| RAW RECORDS |
━━━━━━━━━━━━━━━━

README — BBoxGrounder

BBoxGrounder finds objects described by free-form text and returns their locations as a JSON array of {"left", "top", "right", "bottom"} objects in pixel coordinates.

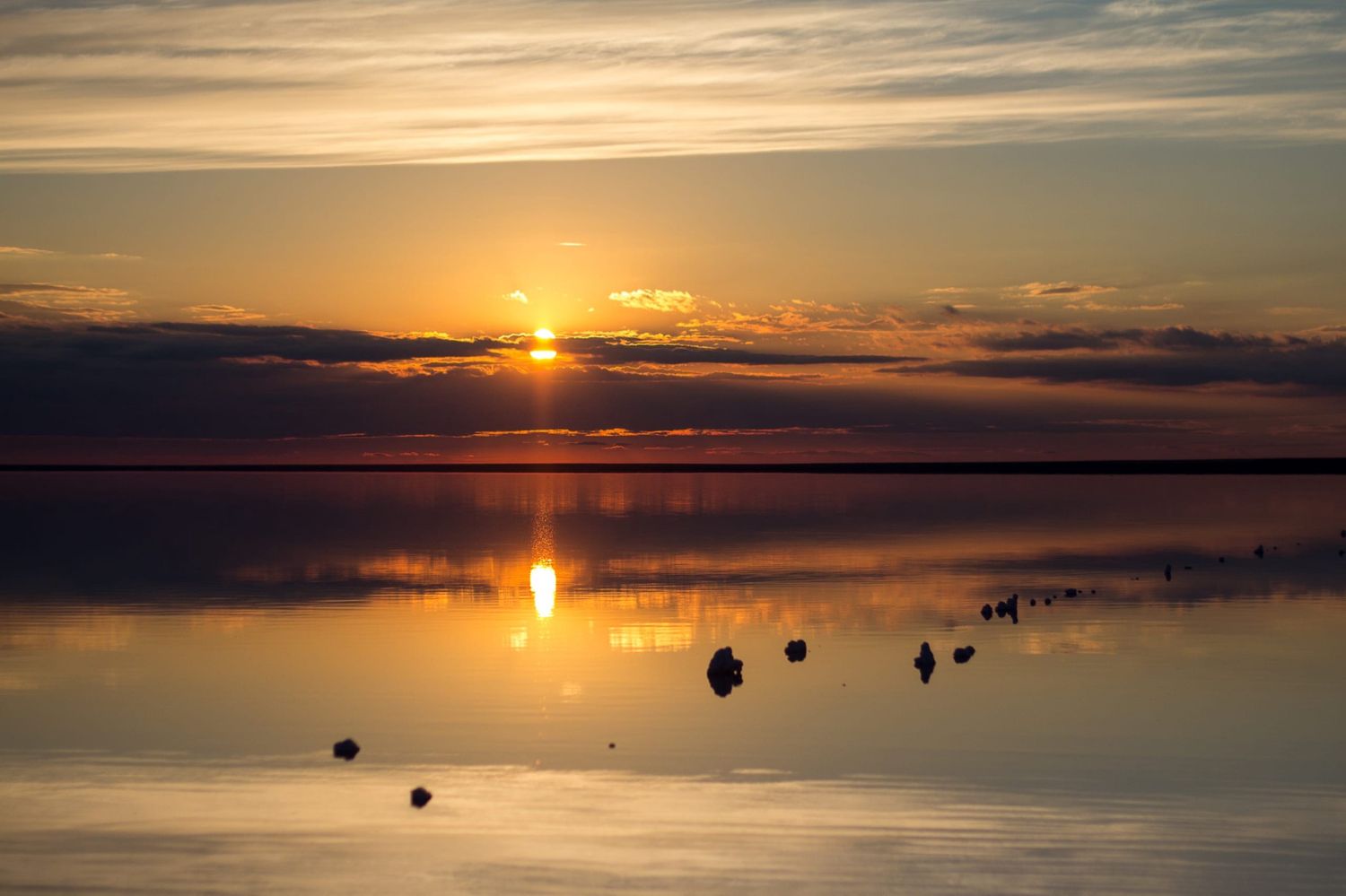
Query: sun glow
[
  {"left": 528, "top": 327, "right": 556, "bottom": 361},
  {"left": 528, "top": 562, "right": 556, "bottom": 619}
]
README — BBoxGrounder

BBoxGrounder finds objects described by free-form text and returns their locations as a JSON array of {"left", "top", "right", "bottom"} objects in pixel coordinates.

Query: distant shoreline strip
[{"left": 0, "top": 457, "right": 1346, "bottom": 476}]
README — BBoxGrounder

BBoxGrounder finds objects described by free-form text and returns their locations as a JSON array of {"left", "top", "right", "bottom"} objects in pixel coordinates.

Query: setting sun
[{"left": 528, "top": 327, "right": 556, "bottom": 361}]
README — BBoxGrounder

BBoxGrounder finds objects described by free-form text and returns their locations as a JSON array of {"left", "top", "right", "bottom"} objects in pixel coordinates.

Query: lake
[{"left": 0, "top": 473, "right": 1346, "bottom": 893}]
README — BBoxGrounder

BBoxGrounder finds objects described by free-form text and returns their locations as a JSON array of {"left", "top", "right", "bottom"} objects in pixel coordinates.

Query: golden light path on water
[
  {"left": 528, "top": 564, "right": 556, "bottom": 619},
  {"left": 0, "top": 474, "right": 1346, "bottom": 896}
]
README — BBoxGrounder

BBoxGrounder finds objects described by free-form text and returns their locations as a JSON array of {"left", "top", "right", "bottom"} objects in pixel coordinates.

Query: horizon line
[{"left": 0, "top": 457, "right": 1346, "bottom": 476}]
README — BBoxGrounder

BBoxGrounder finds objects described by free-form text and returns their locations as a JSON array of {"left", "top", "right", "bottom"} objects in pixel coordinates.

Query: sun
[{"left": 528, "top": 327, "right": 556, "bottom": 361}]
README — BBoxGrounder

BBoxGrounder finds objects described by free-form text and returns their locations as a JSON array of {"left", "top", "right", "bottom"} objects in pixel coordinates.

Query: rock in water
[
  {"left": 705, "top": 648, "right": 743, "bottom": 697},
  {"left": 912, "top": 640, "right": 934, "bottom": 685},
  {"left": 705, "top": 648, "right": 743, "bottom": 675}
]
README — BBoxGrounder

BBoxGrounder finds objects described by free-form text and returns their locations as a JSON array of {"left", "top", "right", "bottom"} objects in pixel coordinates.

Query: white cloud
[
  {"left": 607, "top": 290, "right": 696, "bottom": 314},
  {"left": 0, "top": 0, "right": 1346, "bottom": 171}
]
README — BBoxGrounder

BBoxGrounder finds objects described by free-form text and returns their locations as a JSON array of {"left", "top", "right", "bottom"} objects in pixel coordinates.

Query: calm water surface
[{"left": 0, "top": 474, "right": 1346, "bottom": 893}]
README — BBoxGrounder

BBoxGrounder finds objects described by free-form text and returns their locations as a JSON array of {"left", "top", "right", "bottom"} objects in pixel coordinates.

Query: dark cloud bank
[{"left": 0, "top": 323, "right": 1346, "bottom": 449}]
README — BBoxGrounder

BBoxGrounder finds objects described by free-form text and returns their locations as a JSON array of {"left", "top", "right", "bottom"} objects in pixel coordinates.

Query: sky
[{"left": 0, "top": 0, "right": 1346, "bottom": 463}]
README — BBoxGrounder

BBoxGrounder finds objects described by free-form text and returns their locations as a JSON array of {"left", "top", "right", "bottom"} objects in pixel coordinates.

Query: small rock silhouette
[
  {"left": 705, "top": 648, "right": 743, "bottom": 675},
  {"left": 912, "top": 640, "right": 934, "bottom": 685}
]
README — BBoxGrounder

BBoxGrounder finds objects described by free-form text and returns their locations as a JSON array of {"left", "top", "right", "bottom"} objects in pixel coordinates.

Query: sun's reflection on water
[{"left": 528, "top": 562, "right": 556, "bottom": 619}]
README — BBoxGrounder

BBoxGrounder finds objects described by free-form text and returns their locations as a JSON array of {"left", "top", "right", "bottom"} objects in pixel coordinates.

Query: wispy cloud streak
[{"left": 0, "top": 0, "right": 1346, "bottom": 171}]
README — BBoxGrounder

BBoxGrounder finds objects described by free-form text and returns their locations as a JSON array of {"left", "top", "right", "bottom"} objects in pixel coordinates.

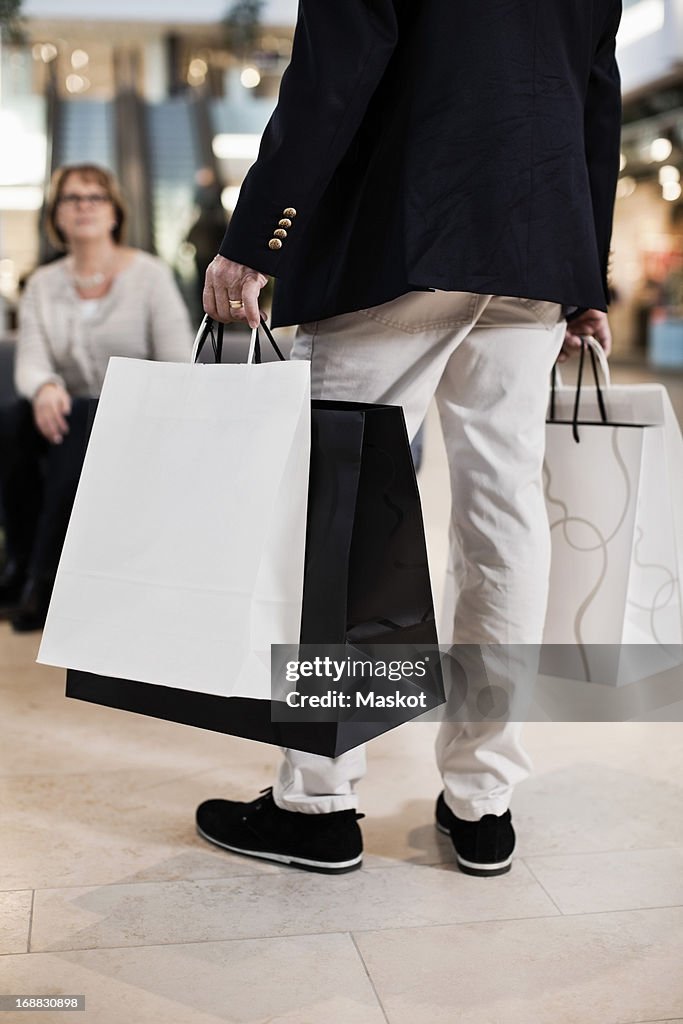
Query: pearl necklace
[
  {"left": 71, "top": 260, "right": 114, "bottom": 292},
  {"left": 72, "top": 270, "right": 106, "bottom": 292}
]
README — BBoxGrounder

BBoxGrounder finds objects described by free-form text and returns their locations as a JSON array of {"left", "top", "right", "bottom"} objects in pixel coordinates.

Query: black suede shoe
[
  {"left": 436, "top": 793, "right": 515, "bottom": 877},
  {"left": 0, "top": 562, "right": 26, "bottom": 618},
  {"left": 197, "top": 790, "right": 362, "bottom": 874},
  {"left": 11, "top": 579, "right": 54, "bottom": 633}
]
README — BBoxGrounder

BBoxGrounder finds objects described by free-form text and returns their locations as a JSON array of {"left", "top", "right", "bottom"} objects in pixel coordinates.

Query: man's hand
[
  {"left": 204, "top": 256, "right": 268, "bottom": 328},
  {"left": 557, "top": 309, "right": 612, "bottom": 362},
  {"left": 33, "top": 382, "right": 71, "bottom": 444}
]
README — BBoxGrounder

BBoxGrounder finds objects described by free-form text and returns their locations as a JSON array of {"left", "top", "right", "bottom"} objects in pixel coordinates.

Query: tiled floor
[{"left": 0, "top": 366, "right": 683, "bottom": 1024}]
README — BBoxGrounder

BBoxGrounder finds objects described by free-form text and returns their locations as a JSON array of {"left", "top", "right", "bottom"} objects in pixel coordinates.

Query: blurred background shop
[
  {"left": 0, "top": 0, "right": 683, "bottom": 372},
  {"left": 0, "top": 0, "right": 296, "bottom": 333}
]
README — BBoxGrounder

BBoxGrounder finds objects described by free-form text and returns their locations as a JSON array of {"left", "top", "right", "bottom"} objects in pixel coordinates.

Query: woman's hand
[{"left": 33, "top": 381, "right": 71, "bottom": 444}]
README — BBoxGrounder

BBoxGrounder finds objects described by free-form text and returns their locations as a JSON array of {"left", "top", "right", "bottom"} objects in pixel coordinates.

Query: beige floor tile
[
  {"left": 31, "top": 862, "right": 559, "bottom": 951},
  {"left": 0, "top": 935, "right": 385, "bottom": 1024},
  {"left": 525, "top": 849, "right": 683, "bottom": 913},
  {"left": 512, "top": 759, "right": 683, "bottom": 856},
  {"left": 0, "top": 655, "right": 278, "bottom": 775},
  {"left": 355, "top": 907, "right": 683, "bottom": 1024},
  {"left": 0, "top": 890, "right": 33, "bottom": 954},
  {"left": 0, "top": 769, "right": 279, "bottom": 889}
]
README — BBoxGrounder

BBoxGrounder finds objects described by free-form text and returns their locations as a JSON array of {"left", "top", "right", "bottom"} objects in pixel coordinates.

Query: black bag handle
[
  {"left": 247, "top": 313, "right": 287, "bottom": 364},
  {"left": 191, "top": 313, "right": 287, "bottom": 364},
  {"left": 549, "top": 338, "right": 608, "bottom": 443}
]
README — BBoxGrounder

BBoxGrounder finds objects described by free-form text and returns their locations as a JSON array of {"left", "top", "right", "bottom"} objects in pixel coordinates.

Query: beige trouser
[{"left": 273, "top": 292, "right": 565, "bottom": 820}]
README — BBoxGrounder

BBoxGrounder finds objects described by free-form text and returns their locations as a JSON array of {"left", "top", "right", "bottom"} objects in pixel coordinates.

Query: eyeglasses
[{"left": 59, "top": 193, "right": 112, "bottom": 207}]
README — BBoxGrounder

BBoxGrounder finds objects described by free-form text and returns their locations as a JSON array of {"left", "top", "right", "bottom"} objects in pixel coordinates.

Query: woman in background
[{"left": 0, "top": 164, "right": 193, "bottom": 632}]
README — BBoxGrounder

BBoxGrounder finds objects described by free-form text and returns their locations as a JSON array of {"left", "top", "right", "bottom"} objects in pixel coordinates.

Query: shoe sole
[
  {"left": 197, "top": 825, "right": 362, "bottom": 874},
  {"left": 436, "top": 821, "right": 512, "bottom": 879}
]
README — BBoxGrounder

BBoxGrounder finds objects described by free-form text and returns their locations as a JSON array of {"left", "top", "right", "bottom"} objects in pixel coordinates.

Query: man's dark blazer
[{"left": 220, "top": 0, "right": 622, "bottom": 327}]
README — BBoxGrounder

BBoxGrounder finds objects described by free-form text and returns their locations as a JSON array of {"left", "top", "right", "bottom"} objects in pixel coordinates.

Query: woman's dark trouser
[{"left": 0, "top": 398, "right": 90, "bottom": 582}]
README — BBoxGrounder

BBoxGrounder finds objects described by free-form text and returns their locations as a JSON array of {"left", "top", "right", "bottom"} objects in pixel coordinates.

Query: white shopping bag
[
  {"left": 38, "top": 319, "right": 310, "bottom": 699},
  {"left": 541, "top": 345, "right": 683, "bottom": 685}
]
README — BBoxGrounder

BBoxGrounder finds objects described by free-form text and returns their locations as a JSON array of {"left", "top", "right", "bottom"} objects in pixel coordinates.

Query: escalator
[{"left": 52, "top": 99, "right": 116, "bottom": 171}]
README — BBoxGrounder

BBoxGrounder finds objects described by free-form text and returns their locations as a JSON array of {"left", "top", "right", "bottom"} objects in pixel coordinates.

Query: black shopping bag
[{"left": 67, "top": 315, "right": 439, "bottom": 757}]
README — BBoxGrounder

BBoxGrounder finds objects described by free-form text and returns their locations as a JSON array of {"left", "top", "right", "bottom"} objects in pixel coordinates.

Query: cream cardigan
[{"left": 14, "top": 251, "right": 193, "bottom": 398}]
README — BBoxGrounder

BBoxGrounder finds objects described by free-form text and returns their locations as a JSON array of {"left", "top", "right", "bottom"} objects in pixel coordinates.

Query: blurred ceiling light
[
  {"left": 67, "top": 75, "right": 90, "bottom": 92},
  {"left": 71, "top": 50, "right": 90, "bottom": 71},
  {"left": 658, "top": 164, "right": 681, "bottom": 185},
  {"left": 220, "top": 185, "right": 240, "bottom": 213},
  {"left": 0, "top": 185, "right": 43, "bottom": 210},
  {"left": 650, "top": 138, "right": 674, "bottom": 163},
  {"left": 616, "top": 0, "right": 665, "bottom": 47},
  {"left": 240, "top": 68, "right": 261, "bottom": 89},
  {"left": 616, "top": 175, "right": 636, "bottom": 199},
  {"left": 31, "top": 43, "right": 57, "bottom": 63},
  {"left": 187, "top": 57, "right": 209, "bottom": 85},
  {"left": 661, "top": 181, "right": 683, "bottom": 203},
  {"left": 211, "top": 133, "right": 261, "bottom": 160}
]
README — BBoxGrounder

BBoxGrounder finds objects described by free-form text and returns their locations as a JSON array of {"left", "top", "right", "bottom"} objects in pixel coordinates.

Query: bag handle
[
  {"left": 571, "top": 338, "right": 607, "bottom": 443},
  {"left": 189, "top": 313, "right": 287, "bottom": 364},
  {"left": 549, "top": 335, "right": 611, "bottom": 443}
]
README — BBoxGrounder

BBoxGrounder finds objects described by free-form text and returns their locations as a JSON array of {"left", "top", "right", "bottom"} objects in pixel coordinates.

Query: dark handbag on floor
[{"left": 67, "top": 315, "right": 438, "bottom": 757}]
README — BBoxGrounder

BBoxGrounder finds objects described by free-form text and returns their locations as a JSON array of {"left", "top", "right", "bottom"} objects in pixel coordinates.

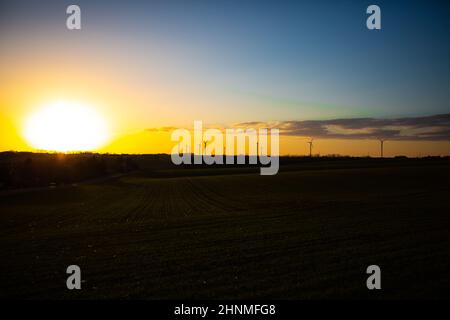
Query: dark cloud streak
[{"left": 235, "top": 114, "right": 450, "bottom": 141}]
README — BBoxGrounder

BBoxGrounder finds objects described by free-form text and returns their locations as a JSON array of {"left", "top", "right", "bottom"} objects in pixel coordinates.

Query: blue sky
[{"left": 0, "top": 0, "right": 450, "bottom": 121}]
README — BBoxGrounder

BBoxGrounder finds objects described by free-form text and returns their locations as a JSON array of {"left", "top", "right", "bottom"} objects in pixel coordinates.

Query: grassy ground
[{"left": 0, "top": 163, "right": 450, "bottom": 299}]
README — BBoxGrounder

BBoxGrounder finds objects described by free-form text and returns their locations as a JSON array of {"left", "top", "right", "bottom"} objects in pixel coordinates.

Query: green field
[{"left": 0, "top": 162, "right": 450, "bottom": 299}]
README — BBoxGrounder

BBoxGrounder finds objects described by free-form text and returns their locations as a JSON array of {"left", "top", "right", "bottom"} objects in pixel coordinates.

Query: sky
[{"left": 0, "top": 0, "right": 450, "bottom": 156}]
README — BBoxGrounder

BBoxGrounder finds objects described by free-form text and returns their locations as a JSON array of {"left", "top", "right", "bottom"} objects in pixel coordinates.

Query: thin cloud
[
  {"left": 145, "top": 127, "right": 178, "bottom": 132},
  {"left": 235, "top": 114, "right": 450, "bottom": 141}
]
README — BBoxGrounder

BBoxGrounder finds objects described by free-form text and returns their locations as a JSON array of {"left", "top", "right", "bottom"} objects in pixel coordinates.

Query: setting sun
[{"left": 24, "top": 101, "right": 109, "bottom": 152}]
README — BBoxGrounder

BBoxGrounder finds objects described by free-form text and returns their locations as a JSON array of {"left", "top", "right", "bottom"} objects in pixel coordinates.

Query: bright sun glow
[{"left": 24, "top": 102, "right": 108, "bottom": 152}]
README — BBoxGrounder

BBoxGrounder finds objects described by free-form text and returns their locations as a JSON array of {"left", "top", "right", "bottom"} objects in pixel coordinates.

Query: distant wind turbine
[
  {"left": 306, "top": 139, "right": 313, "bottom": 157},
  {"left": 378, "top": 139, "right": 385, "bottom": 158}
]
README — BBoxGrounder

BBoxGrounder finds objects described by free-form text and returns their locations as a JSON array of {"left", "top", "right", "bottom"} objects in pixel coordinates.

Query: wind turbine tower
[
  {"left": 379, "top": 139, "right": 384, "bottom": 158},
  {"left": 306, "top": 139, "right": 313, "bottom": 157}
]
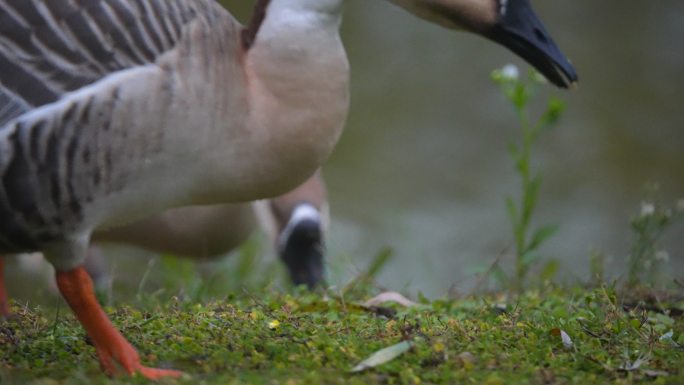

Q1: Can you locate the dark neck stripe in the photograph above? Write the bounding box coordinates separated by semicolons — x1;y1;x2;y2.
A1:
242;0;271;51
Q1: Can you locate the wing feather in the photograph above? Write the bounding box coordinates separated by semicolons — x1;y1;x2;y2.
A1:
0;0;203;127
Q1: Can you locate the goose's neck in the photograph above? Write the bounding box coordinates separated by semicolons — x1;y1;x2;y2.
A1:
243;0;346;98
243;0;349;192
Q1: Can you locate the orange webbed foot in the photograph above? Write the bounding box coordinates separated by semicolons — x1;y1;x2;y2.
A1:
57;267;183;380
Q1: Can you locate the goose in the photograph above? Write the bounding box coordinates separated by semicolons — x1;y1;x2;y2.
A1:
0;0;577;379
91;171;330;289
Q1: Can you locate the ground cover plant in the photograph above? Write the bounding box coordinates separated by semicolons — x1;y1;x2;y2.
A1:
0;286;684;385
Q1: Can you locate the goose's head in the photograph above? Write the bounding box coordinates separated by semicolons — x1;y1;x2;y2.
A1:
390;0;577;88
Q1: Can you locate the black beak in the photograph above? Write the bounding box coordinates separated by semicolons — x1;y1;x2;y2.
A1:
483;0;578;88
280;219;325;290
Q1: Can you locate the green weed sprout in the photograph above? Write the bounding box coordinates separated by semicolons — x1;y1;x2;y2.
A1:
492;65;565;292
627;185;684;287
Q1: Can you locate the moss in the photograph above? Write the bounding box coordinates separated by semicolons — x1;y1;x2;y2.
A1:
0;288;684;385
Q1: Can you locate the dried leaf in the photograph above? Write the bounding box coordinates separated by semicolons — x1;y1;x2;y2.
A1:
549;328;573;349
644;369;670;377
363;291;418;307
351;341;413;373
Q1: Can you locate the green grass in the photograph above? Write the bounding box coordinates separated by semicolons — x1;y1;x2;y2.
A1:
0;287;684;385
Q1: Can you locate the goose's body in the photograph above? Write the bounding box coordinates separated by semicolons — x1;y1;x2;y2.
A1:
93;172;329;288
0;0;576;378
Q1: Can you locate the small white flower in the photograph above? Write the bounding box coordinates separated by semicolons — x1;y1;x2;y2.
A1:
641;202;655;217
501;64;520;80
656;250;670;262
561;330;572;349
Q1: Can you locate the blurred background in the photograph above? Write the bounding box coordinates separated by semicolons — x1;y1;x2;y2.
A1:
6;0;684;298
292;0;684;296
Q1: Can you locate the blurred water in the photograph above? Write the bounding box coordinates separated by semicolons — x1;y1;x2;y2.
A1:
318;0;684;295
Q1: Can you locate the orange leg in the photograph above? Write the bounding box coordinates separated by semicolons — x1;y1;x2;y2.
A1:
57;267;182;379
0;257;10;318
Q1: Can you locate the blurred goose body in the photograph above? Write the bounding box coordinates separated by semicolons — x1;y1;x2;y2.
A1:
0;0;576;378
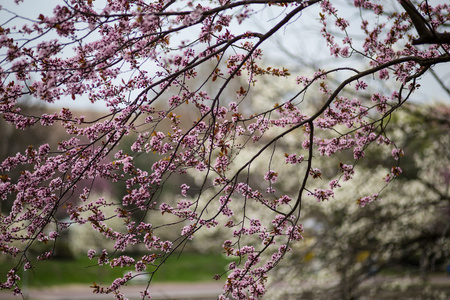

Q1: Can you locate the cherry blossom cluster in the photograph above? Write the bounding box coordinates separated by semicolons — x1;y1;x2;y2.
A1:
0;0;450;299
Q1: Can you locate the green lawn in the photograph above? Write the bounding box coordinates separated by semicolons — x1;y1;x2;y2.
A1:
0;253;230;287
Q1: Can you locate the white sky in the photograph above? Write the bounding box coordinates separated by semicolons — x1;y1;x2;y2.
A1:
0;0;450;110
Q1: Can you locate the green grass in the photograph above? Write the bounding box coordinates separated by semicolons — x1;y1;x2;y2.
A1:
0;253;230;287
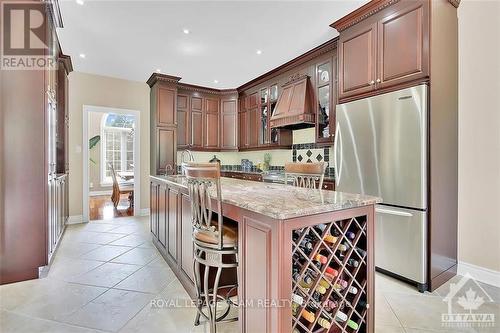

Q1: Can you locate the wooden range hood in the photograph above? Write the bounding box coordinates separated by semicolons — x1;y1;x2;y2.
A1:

━━━━━━━━━━━━━━━━

| PROBLEM STATEMENT |
From the listing above, pull out every line that contains the string "green".

| RESPONSE TO THIS TASK |
Query: green field
Q1: Can you locate the green weed sprout in the photograph above? Write the bounding box coordinates separated by semicolons — x1;y1;x2;y2.
Q1: Can you locate the green grass in the photograph above? Write the bounding box coordinates separated by semicolons — x1;y1;x2;y2.
Q1: Can you locate the green lawn in the photograph above? Write the bounding box coordinates separated by semicolons — x1;y1;x2;y2.
Q1: Can you locate the green grass in the photograph above? Write the bounding box coordinates separated by semicolons — x1;y1;x2;y2.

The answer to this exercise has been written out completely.